Polecenie 1
Według tekstu, gdzie rujnowano pracę nauczycieli w czasie pożogi?
Polecenie 2
Przepisz z tekstu fragment od słów „możecie sobie wspominać” do słów „(jedynie słusznej partii)”, włącznie z nimi.

Tekst do czytania
▼

Później zajrzałem do Internetu. Przejrzałem album, jaki wczoraj wyprodukowałem. Wczoraj, po pracy, nie byłem w stanie ogarnąć, ocenić, docenić nawet owocu własnego wysiłku twórczego. A dzisiaj patrzę i widzę, czytam i rozumiem, że jest OK. Dałem więc na stronę współsióstr i współ-braci nauczyciel, skrzyknęliśmy się w czasie pożogi, gdy rujnowano naszą pracę w polskich gimnazjach.

Czy to nie dziwne, że przetrwaliśmy śmierć własnych szkół? I nadal jesteśmy w dobrej komitywie, zjednoczeni losem, ale moż etakż jakąś podskórną nadzieją. Na sens! Życia, pracy, szkół, polskich szkół. I wtedy napisałem, napisało mi się to:

***

społeczeństwo popeerelowskie

          /a ty maszeruj głośno krzycz…/

w społeczeństwie popeerelowskim
post marksistowsko-leninowskim
nauczyciele mają być na krótkiej smyczy
nie przedstawicielami nauki i kultury
ale władzy partyjnej i ich prezesów

nie mogą zająć należnej im pozycji
równej rządzącym i księżom
mają się słuchać nie piskać
lud popeerelowski stoi temu na straży
wiem studiowałem tamten układ RNT

możecie sobie wspominać to i owo
zdjęcia pokazywać z II RP
dyplomy walki Za Szkołę Polską wyciągać
otrzepywać z kurzu i wieszać na ściany
wspomnień czar ale nie nasza PiS-tożsamość

każda władza strzeże porządku publicznego
przez siebie zaprojektowanego
na ruinach po PRL (jedynie słusznej partii)

▲

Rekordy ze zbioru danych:

▼

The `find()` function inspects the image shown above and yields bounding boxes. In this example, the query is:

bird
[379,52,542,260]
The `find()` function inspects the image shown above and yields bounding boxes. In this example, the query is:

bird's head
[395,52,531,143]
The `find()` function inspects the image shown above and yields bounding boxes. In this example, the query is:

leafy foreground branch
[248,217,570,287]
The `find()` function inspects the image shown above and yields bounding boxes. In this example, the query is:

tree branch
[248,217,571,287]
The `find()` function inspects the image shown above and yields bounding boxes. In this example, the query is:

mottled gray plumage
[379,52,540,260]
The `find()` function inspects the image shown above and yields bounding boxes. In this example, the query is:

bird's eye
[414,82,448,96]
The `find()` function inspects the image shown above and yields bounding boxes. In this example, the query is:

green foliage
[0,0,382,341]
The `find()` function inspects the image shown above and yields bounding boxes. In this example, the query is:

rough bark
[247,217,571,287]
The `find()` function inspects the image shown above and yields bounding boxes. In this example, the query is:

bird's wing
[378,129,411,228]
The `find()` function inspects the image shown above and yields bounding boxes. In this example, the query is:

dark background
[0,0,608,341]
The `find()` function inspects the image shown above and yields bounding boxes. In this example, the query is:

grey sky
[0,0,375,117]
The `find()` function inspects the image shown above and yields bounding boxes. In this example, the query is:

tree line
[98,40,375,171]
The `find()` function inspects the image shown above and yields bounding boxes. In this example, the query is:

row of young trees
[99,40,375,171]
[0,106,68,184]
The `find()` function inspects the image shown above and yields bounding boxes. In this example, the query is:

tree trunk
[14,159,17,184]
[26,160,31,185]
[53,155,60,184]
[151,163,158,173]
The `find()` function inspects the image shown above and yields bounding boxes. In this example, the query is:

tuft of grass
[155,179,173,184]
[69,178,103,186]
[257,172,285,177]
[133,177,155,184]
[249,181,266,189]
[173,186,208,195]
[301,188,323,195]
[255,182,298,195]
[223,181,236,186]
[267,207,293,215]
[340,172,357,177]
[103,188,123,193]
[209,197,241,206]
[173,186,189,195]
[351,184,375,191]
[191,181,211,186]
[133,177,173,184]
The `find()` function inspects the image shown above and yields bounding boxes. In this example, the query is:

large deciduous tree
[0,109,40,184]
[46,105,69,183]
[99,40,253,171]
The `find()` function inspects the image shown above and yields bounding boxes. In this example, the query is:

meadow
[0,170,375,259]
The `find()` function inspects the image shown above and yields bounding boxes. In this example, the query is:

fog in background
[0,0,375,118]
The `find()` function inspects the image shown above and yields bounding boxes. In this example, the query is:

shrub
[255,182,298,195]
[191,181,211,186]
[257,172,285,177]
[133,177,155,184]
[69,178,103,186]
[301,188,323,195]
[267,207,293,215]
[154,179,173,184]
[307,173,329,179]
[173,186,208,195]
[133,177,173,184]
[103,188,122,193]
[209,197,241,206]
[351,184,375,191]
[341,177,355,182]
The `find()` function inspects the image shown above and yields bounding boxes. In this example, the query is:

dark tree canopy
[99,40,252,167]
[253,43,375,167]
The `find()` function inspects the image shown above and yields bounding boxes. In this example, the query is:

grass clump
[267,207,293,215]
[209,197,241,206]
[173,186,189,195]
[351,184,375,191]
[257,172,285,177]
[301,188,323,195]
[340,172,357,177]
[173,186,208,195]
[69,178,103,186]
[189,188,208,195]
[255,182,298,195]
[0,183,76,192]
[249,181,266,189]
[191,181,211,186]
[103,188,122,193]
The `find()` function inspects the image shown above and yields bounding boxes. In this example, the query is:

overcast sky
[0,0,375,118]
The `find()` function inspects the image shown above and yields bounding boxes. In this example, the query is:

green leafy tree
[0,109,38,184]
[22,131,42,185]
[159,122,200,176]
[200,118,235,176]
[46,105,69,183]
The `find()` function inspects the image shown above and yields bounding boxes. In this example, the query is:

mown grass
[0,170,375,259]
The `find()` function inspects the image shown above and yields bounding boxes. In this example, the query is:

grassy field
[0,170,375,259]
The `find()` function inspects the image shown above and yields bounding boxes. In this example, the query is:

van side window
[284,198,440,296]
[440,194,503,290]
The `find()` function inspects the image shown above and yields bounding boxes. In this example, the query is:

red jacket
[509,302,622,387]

▲

Odpowiedź pisemna 1
W polskich gimnazjach.

Odpowiedź pisemna 2
możecie sobie wspominać to i owo
zdjęcia pokazywać z II RP
dyplomy walki Za Szkołę Polską wyciągać
otrzepywać z kurzu i wieszać na ściany
wspomnień czar ale nie nasza PiS-tożsamość

każda władza strzeże porządku publicznego
przez siebie zaprojektowanego
na ruinach po PRL (jedynie słusznej partii)